## Material for this exercise

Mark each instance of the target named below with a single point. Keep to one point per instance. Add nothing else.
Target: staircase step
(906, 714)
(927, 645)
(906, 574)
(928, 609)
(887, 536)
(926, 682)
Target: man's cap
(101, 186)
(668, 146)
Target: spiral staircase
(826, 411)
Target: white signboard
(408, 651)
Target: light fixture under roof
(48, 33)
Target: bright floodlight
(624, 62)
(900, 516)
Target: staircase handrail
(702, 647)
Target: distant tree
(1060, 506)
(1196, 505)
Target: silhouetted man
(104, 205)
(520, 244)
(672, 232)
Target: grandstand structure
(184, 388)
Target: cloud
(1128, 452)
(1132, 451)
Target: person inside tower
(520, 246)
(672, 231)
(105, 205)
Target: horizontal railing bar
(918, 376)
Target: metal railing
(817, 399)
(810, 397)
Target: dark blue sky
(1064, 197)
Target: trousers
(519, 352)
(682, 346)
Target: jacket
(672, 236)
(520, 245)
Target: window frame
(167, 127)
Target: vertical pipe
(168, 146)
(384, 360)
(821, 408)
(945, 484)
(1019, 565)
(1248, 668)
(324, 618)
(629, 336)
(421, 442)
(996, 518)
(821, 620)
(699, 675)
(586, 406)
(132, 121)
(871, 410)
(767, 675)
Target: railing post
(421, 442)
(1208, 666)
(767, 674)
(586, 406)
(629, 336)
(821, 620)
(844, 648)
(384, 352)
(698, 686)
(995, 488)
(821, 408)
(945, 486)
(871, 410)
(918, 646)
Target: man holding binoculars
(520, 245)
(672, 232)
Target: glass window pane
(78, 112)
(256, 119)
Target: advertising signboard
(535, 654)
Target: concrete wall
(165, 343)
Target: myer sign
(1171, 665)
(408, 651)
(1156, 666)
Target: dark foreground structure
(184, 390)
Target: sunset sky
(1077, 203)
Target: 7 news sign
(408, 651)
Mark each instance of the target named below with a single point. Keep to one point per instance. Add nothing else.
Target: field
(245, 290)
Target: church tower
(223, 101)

## Goal
Write an exact transcription of every entry above.

## Answer to this exercise
Mark each instance of the target named below with a single point. Keep to one point per instance. Add nothing else.
Target: staircase step
(906, 714)
(927, 645)
(906, 574)
(928, 609)
(887, 536)
(926, 682)
Target: man's cap
(101, 186)
(668, 146)
Target: spiral staircase
(826, 411)
Target: white signboard
(408, 651)
Target: light fixture under roof
(48, 33)
Target: bright floodlight
(624, 62)
(900, 516)
Target: staircase handrail
(702, 647)
Target: distant tree
(1060, 506)
(1196, 505)
Target: silhouetted man
(104, 205)
(520, 244)
(672, 232)
Target: grandstand structure
(184, 388)
Target: cloud
(1128, 452)
(1132, 451)
Target: person inside tower
(520, 246)
(672, 231)
(105, 205)
Target: horizontal railing bar
(918, 376)
Target: metal railing
(817, 399)
(810, 397)
Target: dark blue sky
(1064, 197)
Target: trousers
(519, 352)
(682, 346)
Target: jacket
(672, 236)
(520, 245)
Target: window frame
(167, 127)
Target: vertical pipe
(168, 146)
(384, 360)
(821, 408)
(945, 484)
(1019, 565)
(1248, 668)
(324, 618)
(629, 336)
(421, 442)
(996, 518)
(821, 620)
(699, 675)
(586, 406)
(132, 121)
(871, 410)
(767, 675)
Target: railing post
(421, 442)
(1208, 666)
(767, 674)
(586, 406)
(629, 336)
(821, 620)
(844, 648)
(384, 352)
(698, 686)
(995, 488)
(821, 408)
(945, 486)
(871, 410)
(918, 646)
Target: man holding binoculars
(520, 245)
(672, 232)
Target: glass window pane
(78, 112)
(256, 119)
Target: advertising signboard
(535, 654)
Target: concrete wall
(165, 343)
Target: myer sign
(1171, 665)
(408, 651)
(1156, 666)
Target: dark foreground structure
(184, 390)
Target: sunset sky
(1077, 203)
Target: 7 news sign
(408, 651)
Mark each instance of the target named below with a single point. Keep to one point per instance. Add nothing else.
Target: field
(245, 290)
Target: church tower
(223, 101)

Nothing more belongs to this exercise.